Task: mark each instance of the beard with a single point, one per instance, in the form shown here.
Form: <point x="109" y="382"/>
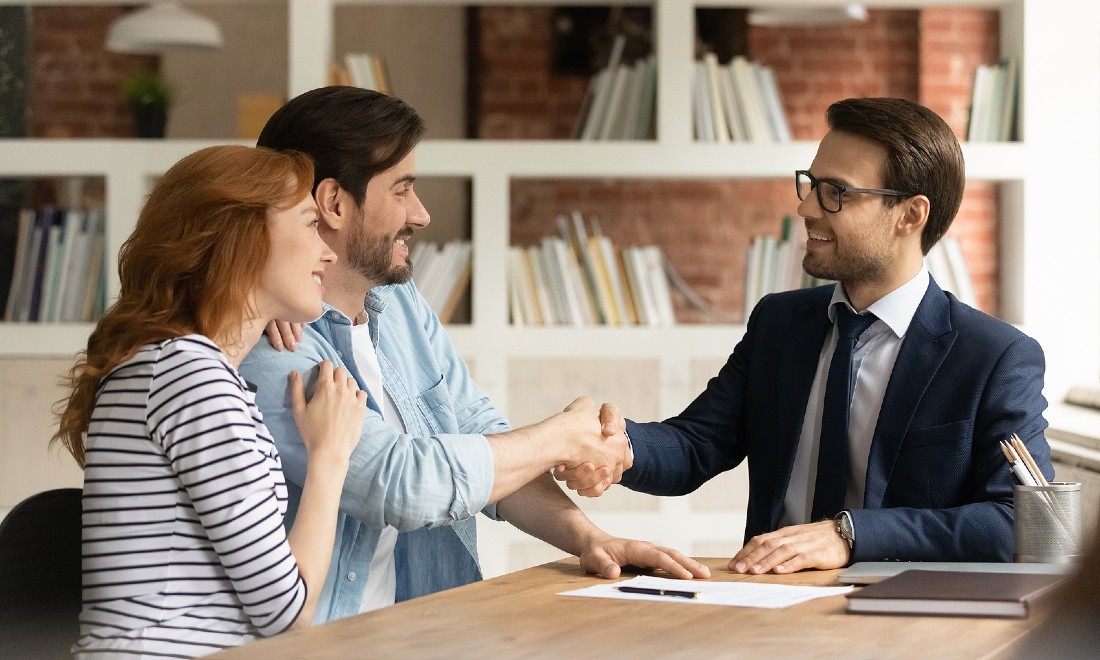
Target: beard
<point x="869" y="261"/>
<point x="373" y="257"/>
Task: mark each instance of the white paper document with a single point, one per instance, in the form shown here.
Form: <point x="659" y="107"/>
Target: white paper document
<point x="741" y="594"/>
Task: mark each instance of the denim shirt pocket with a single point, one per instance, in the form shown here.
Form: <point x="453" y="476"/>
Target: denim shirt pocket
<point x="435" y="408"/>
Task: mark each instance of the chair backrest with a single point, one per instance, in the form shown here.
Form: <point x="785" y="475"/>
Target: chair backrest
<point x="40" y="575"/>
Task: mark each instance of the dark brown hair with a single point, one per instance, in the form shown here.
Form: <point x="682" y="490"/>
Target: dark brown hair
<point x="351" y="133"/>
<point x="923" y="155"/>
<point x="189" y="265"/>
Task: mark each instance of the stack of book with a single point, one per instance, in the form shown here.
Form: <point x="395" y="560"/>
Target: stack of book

^^^^

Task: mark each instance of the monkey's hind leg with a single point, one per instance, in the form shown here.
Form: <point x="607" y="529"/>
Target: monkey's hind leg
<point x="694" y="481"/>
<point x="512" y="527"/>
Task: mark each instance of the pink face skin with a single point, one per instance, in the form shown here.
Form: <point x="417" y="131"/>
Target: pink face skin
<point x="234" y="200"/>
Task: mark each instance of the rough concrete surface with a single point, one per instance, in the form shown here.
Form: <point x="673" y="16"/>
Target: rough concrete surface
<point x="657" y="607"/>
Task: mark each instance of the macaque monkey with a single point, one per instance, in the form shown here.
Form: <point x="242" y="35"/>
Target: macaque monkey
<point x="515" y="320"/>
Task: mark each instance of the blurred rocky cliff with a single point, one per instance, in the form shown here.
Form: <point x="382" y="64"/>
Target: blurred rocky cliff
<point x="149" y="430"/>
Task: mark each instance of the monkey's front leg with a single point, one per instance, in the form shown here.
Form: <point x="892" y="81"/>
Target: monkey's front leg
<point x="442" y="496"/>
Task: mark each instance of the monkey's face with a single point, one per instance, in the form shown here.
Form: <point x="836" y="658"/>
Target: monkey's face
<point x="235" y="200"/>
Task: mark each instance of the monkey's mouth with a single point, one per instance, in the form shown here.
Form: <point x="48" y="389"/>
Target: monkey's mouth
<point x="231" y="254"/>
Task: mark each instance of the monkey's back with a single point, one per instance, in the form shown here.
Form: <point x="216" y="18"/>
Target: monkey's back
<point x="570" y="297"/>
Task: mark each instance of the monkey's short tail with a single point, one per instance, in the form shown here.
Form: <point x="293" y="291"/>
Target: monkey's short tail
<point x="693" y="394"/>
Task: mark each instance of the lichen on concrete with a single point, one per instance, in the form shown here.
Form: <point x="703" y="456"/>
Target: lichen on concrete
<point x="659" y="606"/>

^^^^

_REQUIREMENT_. Filter the data for the string "book" and copy every line that has it.

_RESPONSE_.
Task: mark each instance of the stack of book with a single point, one per instance, in the form shown here.
Target: stack of book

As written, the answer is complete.